**Task brief**
Please show every line of the entries below that contains the word "draw", copying each one in full.
======== Stored data
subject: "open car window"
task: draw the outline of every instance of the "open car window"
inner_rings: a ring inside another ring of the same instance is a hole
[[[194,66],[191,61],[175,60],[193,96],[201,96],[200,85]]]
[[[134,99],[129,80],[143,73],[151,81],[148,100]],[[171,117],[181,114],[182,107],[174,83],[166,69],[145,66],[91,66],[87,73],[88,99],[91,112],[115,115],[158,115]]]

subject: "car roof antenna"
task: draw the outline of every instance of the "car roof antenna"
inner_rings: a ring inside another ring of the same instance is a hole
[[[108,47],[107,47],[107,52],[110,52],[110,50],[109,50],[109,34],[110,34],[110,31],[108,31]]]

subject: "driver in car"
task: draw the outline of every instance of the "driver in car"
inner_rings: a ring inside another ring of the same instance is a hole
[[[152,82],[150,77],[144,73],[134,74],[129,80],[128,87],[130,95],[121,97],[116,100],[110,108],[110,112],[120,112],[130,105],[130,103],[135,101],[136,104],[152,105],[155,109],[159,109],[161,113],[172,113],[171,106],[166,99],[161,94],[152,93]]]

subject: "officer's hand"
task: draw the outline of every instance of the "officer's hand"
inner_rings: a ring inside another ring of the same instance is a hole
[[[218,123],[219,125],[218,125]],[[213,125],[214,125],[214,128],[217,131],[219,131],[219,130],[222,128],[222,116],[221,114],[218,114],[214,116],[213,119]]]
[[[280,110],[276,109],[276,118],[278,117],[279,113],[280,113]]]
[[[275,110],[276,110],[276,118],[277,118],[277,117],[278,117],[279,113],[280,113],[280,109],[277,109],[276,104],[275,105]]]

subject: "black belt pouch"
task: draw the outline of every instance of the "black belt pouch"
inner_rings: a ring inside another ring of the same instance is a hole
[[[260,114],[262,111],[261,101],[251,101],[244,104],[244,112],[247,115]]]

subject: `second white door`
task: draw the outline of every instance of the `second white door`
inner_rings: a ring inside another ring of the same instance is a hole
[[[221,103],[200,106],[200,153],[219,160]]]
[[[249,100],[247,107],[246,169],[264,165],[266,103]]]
================
======== Stored data
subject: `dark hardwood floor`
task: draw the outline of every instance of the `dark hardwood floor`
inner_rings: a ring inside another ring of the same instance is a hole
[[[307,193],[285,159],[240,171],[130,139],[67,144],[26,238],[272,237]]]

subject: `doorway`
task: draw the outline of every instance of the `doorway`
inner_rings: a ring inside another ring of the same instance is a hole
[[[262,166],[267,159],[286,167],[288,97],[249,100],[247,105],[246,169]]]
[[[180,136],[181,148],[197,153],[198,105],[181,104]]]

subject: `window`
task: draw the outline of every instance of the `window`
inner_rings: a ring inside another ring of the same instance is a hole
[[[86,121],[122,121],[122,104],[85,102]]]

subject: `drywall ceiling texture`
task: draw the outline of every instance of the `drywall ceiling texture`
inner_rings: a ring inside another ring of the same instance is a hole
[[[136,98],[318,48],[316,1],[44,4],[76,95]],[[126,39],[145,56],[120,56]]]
================
**Correct answer**
task: draw the outline of every instance of the "open car window"
task: draw the outline of every instance of the "car roof antenna"
task: draw the outline of every instance of the "driver in car"
task: draw the outline of every instance of the "officer's hand"
task: draw the outline of every instance of the "black belt pouch"
task: draw the outline of every instance of the `second white door`
task: draw the outline of every instance of the `dark hardwood floor`
task: draw the outline of every instance of the `doorway`
task: draw the outline of every instance of the `window`
task: draw the outline of every instance of the `drywall ceiling texture`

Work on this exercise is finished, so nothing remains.